Keep the pictures out of the copy and print all the entries below exactly.

-- start of Source records --

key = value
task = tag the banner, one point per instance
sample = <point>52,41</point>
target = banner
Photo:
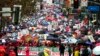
<point>36,50</point>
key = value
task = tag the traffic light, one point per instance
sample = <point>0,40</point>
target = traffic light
<point>76,4</point>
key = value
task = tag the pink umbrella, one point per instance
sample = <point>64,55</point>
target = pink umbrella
<point>98,44</point>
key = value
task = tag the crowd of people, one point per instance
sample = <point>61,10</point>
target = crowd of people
<point>53,27</point>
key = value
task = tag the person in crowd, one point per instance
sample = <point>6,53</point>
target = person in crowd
<point>46,52</point>
<point>69,50</point>
<point>76,52</point>
<point>85,51</point>
<point>12,53</point>
<point>62,49</point>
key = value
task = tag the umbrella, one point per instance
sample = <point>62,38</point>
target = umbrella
<point>71,40</point>
<point>98,44</point>
<point>96,50</point>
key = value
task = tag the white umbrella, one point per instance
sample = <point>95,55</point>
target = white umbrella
<point>96,50</point>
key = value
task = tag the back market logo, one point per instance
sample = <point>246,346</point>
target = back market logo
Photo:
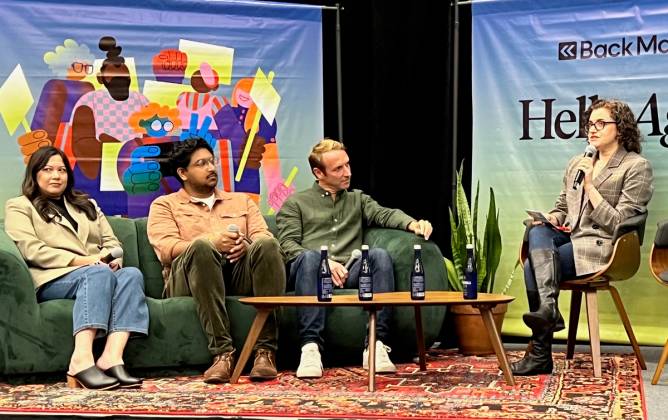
<point>626,47</point>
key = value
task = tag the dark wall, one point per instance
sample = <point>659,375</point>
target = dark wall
<point>397,99</point>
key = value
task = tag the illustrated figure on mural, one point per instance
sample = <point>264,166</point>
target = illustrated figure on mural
<point>85,120</point>
<point>71,62</point>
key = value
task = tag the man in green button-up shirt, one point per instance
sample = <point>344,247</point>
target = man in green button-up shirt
<point>329,214</point>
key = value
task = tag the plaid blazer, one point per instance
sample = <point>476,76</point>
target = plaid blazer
<point>626,186</point>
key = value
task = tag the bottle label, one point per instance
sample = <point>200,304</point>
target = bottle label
<point>417,286</point>
<point>470,285</point>
<point>365,287</point>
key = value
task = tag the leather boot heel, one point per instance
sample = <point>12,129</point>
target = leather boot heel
<point>124,378</point>
<point>72,383</point>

-- end of Source records --

In response:
key = value
task = tag the banner, one point per instance
sample = <point>52,41</point>
target = banner
Photo:
<point>36,50</point>
key = value
task = tag the traffic light, one point per instance
sample = <point>0,40</point>
target = traffic light
<point>76,4</point>
key = value
task = tag the pink umbrella, one point per instance
sample = <point>64,55</point>
target = pink umbrella
<point>98,44</point>
key = value
task = tag the crowd of people, one point per instance
sample = <point>61,10</point>
target = crowd of people
<point>53,27</point>
key = value
task = tag the person in crowd, one point per instance
sample = <point>6,53</point>
target = person in crowd
<point>46,52</point>
<point>69,50</point>
<point>76,52</point>
<point>85,51</point>
<point>12,53</point>
<point>62,49</point>
key = value
task = tag the umbrella, one point per instance
sample = <point>62,38</point>
target = umbrella
<point>71,40</point>
<point>98,44</point>
<point>96,50</point>
key = value
task = tag the white umbrella, one point per instance
sample = <point>95,55</point>
target = white umbrella
<point>96,50</point>
key = value
task = tag the back market logo, one point per instance
sample = <point>246,346</point>
target = back market logo
Photo:
<point>626,47</point>
key = value
task = tag the dark wall, one point per instance
sample = <point>659,375</point>
target = dark wall
<point>397,99</point>
key = value
task = tag the illustrated figure on mural, one point per instance
sample = <point>264,166</point>
target = illustrated figure on mural
<point>85,120</point>
<point>71,62</point>
key = value
task = tag the man in green button-up shirt, one point per instance
sample = <point>344,247</point>
target = man in green button-up shirt
<point>329,214</point>
key = value
task = tag the plaid blazer, one point per instance
sample = <point>476,76</point>
target = plaid blazer
<point>626,186</point>
key = value
task = tag the bottle label, one point per instance
sample = <point>200,304</point>
target = bottle label
<point>417,286</point>
<point>470,285</point>
<point>365,287</point>
key = value
task = tag the leather boot heel, one point per instance
sample = <point>12,129</point>
target = leather boot heel
<point>124,378</point>
<point>72,383</point>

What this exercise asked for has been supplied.